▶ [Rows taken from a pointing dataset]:
·····

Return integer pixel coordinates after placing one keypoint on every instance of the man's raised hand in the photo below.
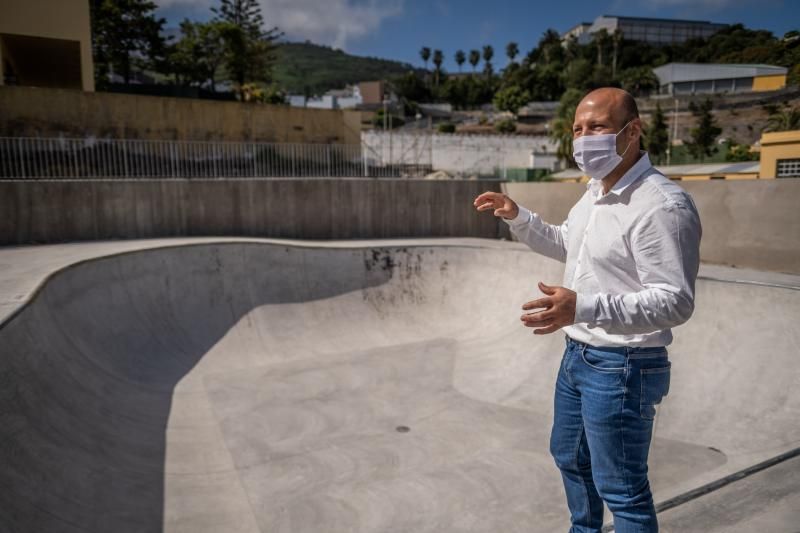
(559, 310)
(502, 205)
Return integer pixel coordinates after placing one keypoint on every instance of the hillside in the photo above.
(316, 68)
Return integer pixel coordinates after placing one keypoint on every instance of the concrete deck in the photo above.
(247, 385)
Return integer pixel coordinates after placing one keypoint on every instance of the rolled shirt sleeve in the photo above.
(666, 248)
(546, 239)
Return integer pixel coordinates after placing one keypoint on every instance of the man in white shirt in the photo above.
(631, 247)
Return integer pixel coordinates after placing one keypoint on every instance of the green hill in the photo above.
(314, 68)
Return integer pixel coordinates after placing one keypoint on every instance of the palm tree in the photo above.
(786, 119)
(561, 127)
(511, 51)
(425, 54)
(460, 58)
(474, 58)
(488, 54)
(600, 41)
(438, 58)
(617, 38)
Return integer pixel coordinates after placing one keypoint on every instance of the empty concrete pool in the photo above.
(239, 385)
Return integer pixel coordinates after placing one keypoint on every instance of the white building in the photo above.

·····

▶ [EXERCISE OBJECTIVE]: Copy the data above verbatim, beginning at the line that contains "tree in the photo above." and continuing through the final line of the data, with both of those lines included.

▶ [RESPONSE TO THE EXERCISE]:
Return integer pixel coordinates after placing one keypoint on every instance of the palm tree in the photo above.
(786, 119)
(561, 127)
(511, 51)
(425, 54)
(460, 58)
(474, 58)
(488, 54)
(600, 41)
(438, 58)
(617, 38)
Return integer pixel coordinates after placing one keypoint on every instance of the empty concrete pool in the photo above.
(239, 385)
Return integer pixel coordinates after placing one keypoint on every instance of the white building in the photo above.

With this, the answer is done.